··· Provided entries ···

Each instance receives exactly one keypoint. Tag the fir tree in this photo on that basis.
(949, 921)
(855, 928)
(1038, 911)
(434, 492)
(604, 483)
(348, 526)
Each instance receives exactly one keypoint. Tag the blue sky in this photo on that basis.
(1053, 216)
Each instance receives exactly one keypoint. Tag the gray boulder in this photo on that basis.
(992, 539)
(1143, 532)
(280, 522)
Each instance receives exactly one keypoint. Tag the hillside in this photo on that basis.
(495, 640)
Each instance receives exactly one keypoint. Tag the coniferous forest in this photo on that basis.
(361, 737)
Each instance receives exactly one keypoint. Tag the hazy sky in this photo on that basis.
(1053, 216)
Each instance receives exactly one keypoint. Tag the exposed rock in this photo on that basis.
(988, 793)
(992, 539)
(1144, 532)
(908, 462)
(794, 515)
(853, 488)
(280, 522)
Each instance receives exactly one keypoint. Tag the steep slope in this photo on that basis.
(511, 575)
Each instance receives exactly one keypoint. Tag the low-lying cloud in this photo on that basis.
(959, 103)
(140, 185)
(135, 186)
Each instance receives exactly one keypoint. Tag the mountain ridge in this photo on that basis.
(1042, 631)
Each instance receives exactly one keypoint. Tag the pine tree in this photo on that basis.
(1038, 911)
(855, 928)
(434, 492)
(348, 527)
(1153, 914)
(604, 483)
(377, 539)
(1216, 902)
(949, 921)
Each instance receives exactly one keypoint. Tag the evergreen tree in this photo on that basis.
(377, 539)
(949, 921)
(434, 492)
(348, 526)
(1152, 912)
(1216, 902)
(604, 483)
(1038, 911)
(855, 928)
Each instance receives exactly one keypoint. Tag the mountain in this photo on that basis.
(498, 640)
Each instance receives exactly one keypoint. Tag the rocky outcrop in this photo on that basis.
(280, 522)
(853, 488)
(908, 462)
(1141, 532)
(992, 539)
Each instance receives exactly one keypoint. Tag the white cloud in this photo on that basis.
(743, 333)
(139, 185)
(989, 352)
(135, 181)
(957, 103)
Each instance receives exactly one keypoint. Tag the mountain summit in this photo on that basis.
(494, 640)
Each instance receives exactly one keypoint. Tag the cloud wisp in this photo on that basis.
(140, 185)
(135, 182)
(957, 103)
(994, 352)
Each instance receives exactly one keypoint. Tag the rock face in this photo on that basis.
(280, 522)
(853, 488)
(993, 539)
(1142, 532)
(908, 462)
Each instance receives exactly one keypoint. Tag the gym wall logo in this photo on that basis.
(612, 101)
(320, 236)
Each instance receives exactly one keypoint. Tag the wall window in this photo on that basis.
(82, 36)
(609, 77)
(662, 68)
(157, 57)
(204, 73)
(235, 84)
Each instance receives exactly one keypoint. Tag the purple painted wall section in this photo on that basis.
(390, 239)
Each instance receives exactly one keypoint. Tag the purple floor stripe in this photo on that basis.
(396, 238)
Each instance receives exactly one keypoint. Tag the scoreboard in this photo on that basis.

···

▸ **Required task**
With both ends included, please retype exactly the lines from the line containing "Each instance receives exactly one keypoint. Tag the gym" to the final line of the data.

▸ **Completed exercise**
Each instance receives exactly one keypoint. Tag the gym wall logo in this photo on that basis.
(612, 101)
(320, 236)
Each instance receives exactly one keypoint. Tag the wall window in this photo on that basis.
(82, 36)
(609, 77)
(662, 68)
(157, 57)
(204, 73)
(235, 84)
Each instance receives exactly one keypoint. Tag the purple painted wall section in this photo on that basis.
(390, 239)
Each instance receives exactly one keypoint. Tag the purple floor stripe in this photo on that basis.
(396, 238)
Each instance receives exactly one keypoint. Tag the scoreboard in this photo on that basis.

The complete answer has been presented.